YOUR OBJECTIVE: In the entries, find all lines that hold the word "white" and copy them.

Items from a dataset
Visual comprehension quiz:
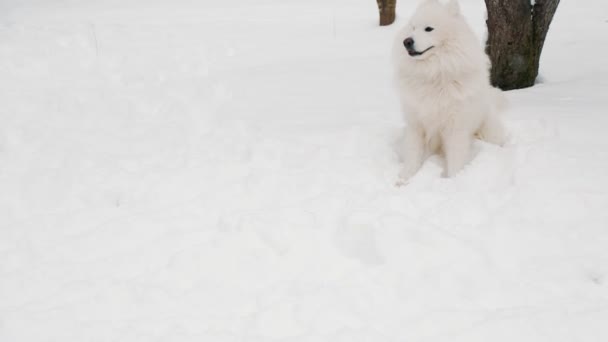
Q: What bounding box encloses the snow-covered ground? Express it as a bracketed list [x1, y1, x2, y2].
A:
[1, 0, 608, 341]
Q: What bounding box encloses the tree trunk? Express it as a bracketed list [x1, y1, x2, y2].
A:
[485, 0, 560, 90]
[377, 0, 397, 26]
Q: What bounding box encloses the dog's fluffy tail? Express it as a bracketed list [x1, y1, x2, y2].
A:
[491, 86, 508, 113]
[475, 87, 508, 146]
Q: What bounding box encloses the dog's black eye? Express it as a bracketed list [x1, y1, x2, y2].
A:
[425, 27, 434, 32]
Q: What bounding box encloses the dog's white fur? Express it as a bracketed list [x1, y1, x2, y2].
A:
[394, 0, 506, 184]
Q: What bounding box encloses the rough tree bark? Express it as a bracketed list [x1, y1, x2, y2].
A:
[377, 0, 397, 26]
[485, 0, 560, 90]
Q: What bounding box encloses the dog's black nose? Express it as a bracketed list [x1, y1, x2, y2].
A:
[403, 38, 414, 49]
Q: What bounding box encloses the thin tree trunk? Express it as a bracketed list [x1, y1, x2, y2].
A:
[377, 0, 397, 26]
[485, 0, 560, 90]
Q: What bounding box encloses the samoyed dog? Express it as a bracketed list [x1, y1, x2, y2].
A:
[394, 0, 506, 184]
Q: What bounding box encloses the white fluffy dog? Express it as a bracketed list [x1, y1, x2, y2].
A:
[394, 0, 506, 184]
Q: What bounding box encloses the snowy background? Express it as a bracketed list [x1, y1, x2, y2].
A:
[1, 0, 608, 341]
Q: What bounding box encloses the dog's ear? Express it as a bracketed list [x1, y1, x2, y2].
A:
[446, 0, 461, 16]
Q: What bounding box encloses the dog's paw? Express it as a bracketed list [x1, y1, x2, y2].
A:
[395, 171, 414, 187]
[395, 178, 410, 187]
[397, 166, 418, 185]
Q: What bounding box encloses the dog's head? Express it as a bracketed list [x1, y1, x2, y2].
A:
[400, 0, 462, 61]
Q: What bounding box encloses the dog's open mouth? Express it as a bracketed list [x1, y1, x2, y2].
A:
[407, 46, 434, 57]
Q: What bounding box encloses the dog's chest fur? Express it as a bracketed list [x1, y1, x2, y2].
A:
[401, 74, 477, 135]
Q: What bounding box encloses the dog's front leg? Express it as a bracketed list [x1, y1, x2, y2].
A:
[442, 131, 472, 177]
[397, 125, 425, 185]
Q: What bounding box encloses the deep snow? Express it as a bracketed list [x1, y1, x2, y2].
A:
[1, 0, 608, 341]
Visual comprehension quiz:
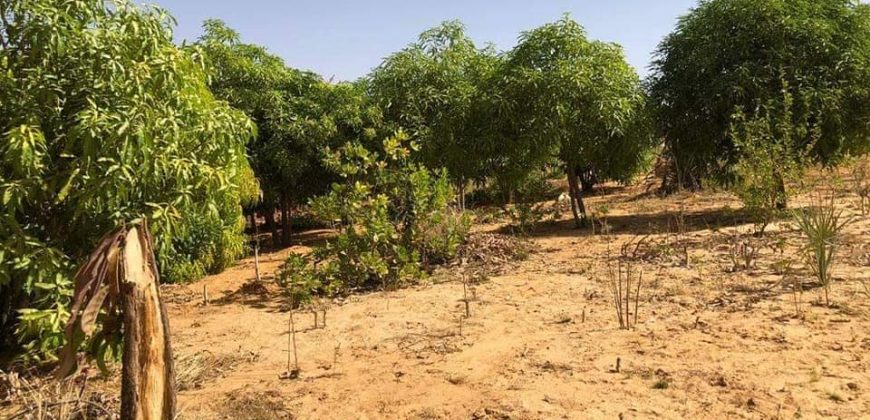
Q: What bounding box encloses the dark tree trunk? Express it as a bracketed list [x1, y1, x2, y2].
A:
[457, 179, 466, 211]
[281, 196, 292, 246]
[248, 212, 257, 232]
[0, 281, 23, 341]
[119, 226, 176, 420]
[578, 165, 596, 193]
[265, 205, 278, 248]
[566, 166, 587, 228]
[775, 174, 788, 210]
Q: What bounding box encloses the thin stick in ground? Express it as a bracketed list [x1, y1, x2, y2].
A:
[254, 213, 262, 283]
[284, 306, 300, 379]
[462, 274, 471, 318]
[608, 260, 643, 330]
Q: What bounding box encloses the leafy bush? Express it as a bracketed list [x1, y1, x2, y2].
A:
[730, 84, 811, 234]
[0, 0, 255, 362]
[506, 170, 556, 236]
[277, 131, 470, 303]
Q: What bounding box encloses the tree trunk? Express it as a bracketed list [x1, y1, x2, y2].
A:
[775, 174, 788, 210]
[248, 212, 257, 232]
[265, 205, 278, 248]
[457, 179, 466, 211]
[254, 212, 262, 282]
[281, 195, 292, 246]
[567, 166, 587, 228]
[578, 165, 596, 193]
[119, 226, 176, 420]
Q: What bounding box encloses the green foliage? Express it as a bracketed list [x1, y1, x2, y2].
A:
[730, 82, 813, 232]
[368, 21, 500, 186]
[491, 16, 653, 223]
[0, 1, 254, 361]
[277, 131, 470, 303]
[198, 20, 383, 244]
[792, 195, 851, 306]
[506, 171, 557, 236]
[650, 0, 870, 188]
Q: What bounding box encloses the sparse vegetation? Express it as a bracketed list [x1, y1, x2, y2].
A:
[606, 260, 643, 330]
[652, 378, 670, 390]
[793, 195, 852, 306]
[852, 157, 870, 215]
[728, 231, 760, 272]
[2, 0, 869, 418]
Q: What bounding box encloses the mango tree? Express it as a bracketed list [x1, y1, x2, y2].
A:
[199, 20, 382, 245]
[649, 0, 870, 192]
[368, 21, 499, 209]
[494, 16, 652, 227]
[0, 0, 255, 360]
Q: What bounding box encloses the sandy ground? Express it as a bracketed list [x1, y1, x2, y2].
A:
[158, 177, 870, 419]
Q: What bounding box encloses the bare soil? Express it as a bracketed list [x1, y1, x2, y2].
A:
[166, 174, 868, 419]
[6, 172, 870, 419]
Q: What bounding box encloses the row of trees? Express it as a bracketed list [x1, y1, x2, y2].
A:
[195, 15, 654, 245]
[2, 0, 869, 361]
[197, 20, 384, 247]
[367, 18, 652, 227]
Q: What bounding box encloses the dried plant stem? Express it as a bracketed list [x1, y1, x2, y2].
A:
[462, 275, 471, 318]
[254, 244, 262, 283]
[634, 270, 642, 327]
[792, 276, 802, 317]
[288, 312, 298, 373]
[609, 261, 643, 330]
[333, 342, 342, 374]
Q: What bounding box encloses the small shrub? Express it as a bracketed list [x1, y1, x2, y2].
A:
[727, 231, 759, 272]
[792, 194, 851, 306]
[277, 131, 471, 301]
[507, 171, 554, 236]
[730, 83, 811, 234]
[590, 204, 612, 235]
[652, 378, 670, 389]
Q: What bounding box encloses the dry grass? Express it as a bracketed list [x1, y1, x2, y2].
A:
[175, 350, 260, 391]
[214, 389, 292, 420]
[0, 370, 119, 420]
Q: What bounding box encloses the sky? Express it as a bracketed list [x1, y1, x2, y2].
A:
[148, 0, 699, 82]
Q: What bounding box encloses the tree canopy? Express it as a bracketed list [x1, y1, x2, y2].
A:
[0, 0, 256, 359]
[493, 16, 652, 226]
[198, 20, 382, 245]
[649, 0, 870, 189]
[367, 21, 499, 205]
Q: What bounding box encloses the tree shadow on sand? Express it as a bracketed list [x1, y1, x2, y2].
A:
[498, 206, 756, 239]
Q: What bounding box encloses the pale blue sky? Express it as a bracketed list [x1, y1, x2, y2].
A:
[149, 0, 698, 81]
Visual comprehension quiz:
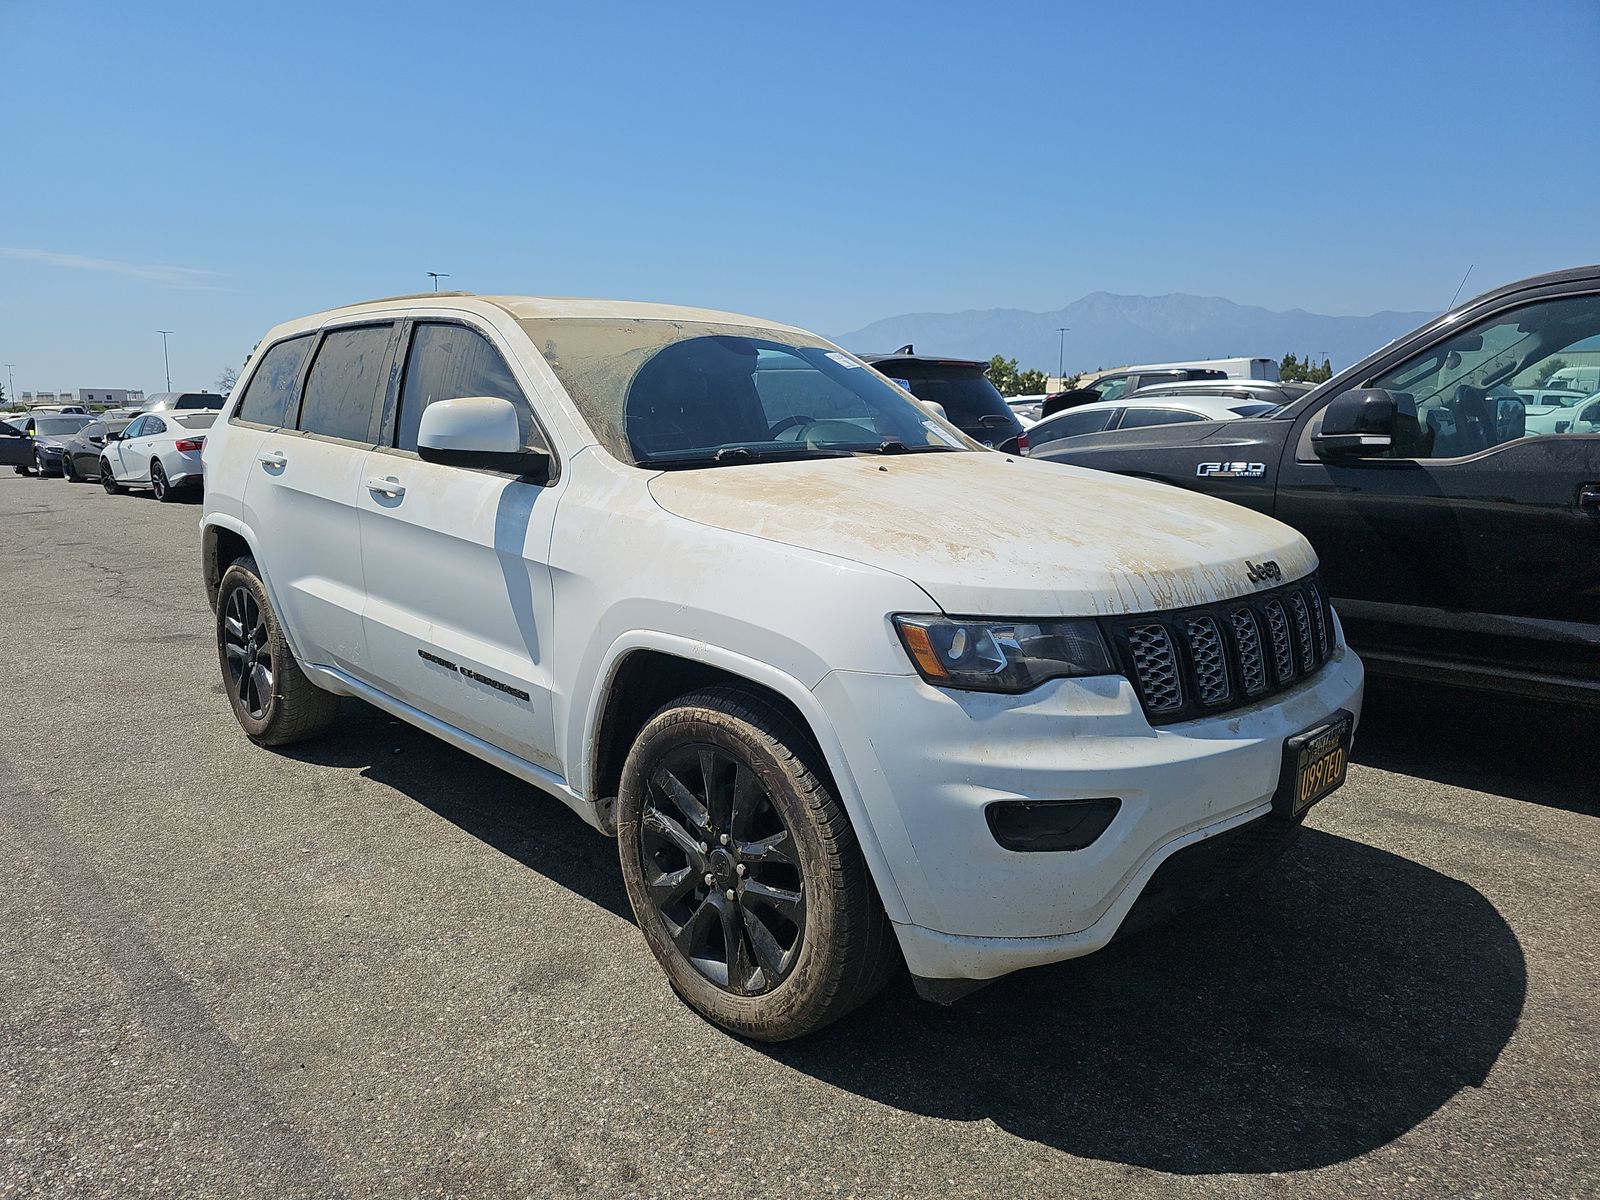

ANSWER TO THE EXERCISE:
Q: What bounding box encloses the dog's white fur? Express it as a bracketed list [x1, y1, x2, y2].
Q: What bounding box encloses the white fluffy dog? Express it as a bracketed list [x1, y1, x2, y2].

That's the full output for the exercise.